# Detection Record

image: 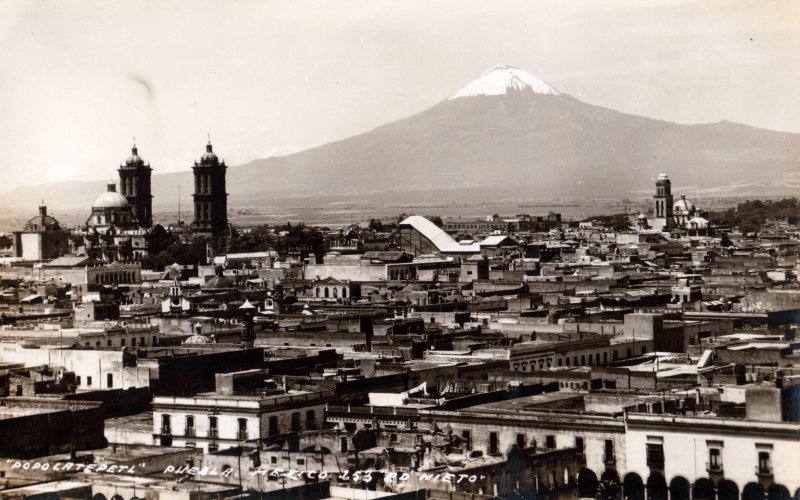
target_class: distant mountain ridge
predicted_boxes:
[0,65,800,213]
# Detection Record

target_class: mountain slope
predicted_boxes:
[5,66,800,211]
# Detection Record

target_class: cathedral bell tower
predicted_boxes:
[652,174,675,231]
[192,141,228,235]
[119,143,153,227]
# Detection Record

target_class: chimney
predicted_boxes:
[360,317,373,352]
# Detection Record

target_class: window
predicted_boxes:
[758,451,772,475]
[292,412,300,432]
[647,443,664,469]
[268,415,280,436]
[489,432,497,455]
[461,431,472,448]
[708,448,722,472]
[161,414,172,435]
[208,417,217,438]
[603,439,614,462]
[186,415,194,437]
[236,418,247,441]
[306,410,317,430]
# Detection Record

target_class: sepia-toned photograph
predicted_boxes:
[0,0,800,500]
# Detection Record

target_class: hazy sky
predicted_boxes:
[0,0,800,191]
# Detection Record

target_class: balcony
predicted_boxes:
[647,458,664,470]
[756,465,772,479]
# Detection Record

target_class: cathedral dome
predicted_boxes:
[92,182,130,208]
[125,146,144,167]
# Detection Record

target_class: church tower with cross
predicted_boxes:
[119,139,153,228]
[192,137,228,235]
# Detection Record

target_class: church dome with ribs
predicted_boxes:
[92,182,130,208]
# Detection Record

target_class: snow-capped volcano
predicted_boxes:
[450,64,561,99]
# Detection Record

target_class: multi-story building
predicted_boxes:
[192,142,228,234]
[119,144,153,227]
[623,392,800,500]
[153,370,335,451]
[13,203,69,261]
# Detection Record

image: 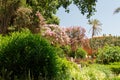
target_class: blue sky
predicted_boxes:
[57,0,120,37]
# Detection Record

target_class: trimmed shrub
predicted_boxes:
[0,30,58,80]
[108,62,120,75]
[96,45,120,64]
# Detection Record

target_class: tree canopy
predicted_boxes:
[0,0,97,33]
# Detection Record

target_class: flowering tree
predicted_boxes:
[41,24,70,46]
[65,26,86,51]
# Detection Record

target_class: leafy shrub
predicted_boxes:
[96,45,120,64]
[75,48,87,58]
[0,30,58,80]
[108,62,120,75]
[79,64,112,80]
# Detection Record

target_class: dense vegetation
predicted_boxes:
[0,0,120,80]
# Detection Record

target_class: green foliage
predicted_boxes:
[96,45,120,64]
[14,7,33,30]
[75,48,87,58]
[0,30,58,80]
[108,62,120,75]
[79,64,112,80]
[90,35,120,50]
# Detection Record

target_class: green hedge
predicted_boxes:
[0,30,58,80]
[96,45,120,64]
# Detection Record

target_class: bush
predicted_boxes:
[96,45,120,64]
[75,48,87,58]
[108,62,120,75]
[0,30,58,80]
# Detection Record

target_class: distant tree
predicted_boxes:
[0,0,97,33]
[89,19,102,54]
[26,0,97,24]
[0,0,20,34]
[65,26,86,52]
[89,19,102,38]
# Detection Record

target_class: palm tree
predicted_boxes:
[114,7,120,14]
[88,19,102,53]
[88,19,102,38]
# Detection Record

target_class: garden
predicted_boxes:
[0,0,120,80]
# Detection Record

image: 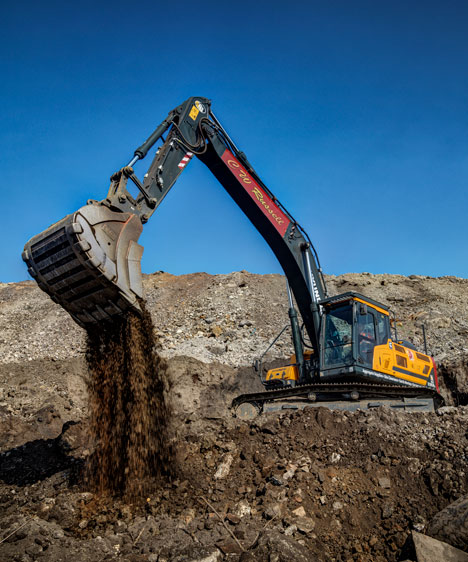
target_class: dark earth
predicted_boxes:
[0,272,468,562]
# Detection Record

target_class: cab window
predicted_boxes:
[323,304,353,366]
[357,309,376,366]
[375,311,390,345]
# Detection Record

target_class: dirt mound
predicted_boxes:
[0,408,468,562]
[0,272,468,562]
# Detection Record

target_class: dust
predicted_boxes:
[86,301,172,495]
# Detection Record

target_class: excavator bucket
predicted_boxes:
[22,202,143,328]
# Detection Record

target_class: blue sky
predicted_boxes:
[0,0,468,282]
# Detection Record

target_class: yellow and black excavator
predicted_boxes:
[23,97,441,418]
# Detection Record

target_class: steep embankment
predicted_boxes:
[0,272,468,562]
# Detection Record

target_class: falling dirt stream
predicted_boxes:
[86,301,172,494]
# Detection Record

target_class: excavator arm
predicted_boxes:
[23,97,439,417]
[23,97,326,349]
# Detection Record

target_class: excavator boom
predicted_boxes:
[23,97,438,413]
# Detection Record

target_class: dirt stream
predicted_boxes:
[0,272,468,562]
[86,301,174,496]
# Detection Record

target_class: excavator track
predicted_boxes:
[231,382,443,419]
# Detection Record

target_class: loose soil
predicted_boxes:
[0,272,468,562]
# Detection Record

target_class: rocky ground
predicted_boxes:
[0,272,468,562]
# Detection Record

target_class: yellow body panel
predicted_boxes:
[265,365,299,381]
[372,341,432,386]
[353,297,390,316]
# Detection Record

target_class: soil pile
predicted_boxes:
[0,272,468,562]
[86,301,171,494]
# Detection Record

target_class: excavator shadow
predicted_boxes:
[0,422,84,486]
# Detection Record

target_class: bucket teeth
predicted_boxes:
[22,205,143,328]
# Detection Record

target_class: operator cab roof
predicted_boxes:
[319,291,390,314]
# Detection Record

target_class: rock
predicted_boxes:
[284,525,297,537]
[292,505,306,517]
[214,453,234,480]
[216,539,243,555]
[412,531,468,562]
[426,496,468,550]
[253,530,313,562]
[233,500,252,519]
[295,517,315,534]
[378,476,391,489]
[210,325,223,338]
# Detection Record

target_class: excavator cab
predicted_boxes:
[319,292,437,389]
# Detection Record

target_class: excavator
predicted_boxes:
[22,97,441,419]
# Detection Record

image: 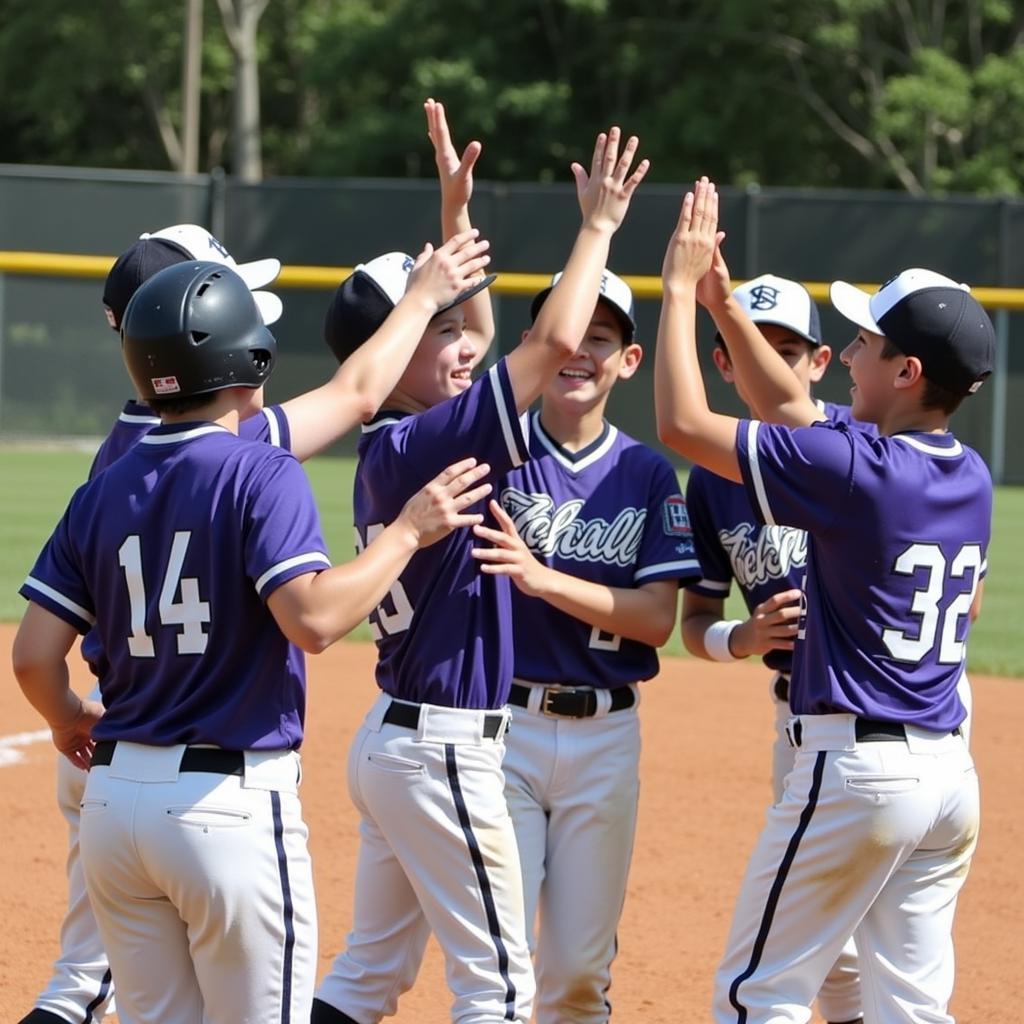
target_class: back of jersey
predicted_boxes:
[23,423,330,750]
[353,361,529,708]
[740,424,992,731]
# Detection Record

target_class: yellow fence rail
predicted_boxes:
[0,250,1024,310]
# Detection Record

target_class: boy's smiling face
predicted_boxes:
[544,299,643,411]
[396,306,481,409]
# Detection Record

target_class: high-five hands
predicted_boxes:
[662,177,725,291]
[571,127,650,231]
[406,227,490,315]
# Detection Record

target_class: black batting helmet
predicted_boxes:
[121,260,278,400]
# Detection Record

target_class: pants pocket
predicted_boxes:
[165,805,252,828]
[367,751,425,775]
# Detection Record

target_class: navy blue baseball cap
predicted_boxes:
[828,267,995,395]
[324,252,497,362]
[529,270,637,345]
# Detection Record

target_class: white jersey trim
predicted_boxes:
[118,413,160,427]
[693,580,732,594]
[359,416,401,434]
[633,558,700,583]
[138,423,230,444]
[534,413,618,473]
[746,420,777,526]
[256,551,331,594]
[487,362,526,469]
[893,434,964,459]
[25,575,96,626]
[261,409,281,447]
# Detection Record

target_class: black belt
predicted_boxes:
[509,683,637,718]
[774,672,790,703]
[384,700,505,739]
[92,739,246,775]
[853,718,961,743]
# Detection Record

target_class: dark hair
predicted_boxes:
[880,335,967,416]
[715,324,824,359]
[145,391,217,416]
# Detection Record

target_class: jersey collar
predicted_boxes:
[892,430,964,459]
[138,420,230,444]
[531,413,618,473]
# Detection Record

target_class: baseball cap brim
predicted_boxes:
[529,285,637,344]
[231,257,281,291]
[434,273,498,316]
[828,281,885,335]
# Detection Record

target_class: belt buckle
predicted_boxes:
[541,686,561,718]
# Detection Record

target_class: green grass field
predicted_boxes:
[0,447,1024,677]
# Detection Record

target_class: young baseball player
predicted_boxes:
[20,224,486,1024]
[312,128,647,1024]
[655,178,994,1024]
[473,270,699,1024]
[13,261,490,1024]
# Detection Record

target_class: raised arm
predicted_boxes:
[654,178,745,482]
[696,244,825,427]
[508,128,650,412]
[267,459,490,654]
[11,601,103,769]
[282,229,490,462]
[423,99,495,355]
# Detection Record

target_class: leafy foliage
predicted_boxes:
[0,0,1024,193]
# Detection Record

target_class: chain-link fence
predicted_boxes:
[0,167,1024,475]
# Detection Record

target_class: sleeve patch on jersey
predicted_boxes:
[662,495,693,547]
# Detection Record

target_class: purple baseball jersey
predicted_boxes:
[89,401,292,480]
[353,359,529,708]
[736,420,992,732]
[500,414,700,688]
[20,423,330,750]
[686,401,878,675]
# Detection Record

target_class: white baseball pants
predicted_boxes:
[81,742,316,1024]
[504,686,640,1024]
[714,715,979,1024]
[314,694,534,1024]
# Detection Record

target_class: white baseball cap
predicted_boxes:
[139,224,284,324]
[828,267,995,394]
[529,269,637,344]
[732,273,821,345]
[324,252,497,362]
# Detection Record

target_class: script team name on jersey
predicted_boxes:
[718,522,807,590]
[501,487,647,566]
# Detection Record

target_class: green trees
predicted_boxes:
[0,0,1024,193]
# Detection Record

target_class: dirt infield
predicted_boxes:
[0,626,1024,1024]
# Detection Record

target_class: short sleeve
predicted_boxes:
[18,499,96,633]
[633,459,700,586]
[736,420,856,531]
[686,469,732,598]
[245,456,331,601]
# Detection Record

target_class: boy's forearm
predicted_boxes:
[267,522,417,653]
[508,223,612,413]
[709,295,822,427]
[282,296,433,462]
[441,200,495,356]
[654,284,741,482]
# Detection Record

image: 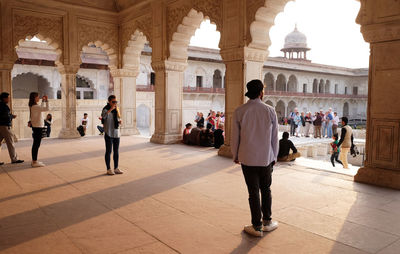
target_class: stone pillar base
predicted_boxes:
[218,145,233,158]
[354,167,400,190]
[58,129,81,139]
[150,134,182,145]
[121,127,140,136]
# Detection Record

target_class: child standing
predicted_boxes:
[331,133,343,166]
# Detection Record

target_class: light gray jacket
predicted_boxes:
[231,99,279,166]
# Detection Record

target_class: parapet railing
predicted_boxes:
[265,91,368,99]
[136,85,225,94]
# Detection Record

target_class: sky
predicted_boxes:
[190,0,369,68]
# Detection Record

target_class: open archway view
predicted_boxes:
[263,0,369,175]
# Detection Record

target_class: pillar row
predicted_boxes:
[150,60,187,144]
[111,67,139,136]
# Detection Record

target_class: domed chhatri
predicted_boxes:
[281,25,311,61]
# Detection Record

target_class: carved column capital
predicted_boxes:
[0,62,14,71]
[57,65,80,75]
[361,23,400,43]
[151,60,188,72]
[110,69,139,78]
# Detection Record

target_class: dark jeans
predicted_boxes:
[242,164,273,228]
[331,152,343,166]
[104,134,119,169]
[32,128,43,161]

● ● ● ●

Task to complete ▸ Can you rewrite the material, starting at its beginning and ending at the line containing "[450,64,561,99]", with every "cathedral" changed to "basilica" and nothing else altered? Leave the pictures out of your answer.

The answer ▸
# Detection Record

image: 
target_class: distant mountain ridge
predicted_boxes:
[0,65,800,213]
# Detection Record

target_class: mountain slope
predicted_boxes:
[5,66,800,211]
# Detection Record

target_class: basilica bell tower
predicted_boxes:
[652,174,675,231]
[192,141,228,235]
[119,143,153,227]
# Detection Record

target_class: chimney
predicted_boxes:
[360,317,373,352]
# Detection Record

target_class: window
predicted_boxes:
[758,451,772,475]
[292,412,300,432]
[647,443,664,469]
[268,415,280,436]
[489,432,497,455]
[461,431,472,448]
[708,448,722,472]
[161,414,172,435]
[208,417,217,438]
[603,439,614,462]
[186,415,194,437]
[236,418,247,441]
[306,410,317,430]
# Detection Record

target_class: sepia-toned photograph
predicted_boxes:
[0,0,800,500]
# Detection Record

target_class: hazy sky
predicted_boxes:
[0,0,800,191]
# Detection Record

target_class: balcony
predicted_boxes:
[647,458,664,470]
[756,465,772,479]
# Detection Record

target_class: basilica dome
predicted_boxes:
[92,182,130,208]
[125,146,144,167]
# Detection Record

target_class: church tower with cross
predicted_boxes:
[119,139,153,228]
[192,137,228,235]
# Detection Record

target_class: church dome with ribs
predicted_boxes:
[92,182,130,208]
# Detection Record

target_class: snow-capped volcano
predicted_boxes:
[450,64,561,99]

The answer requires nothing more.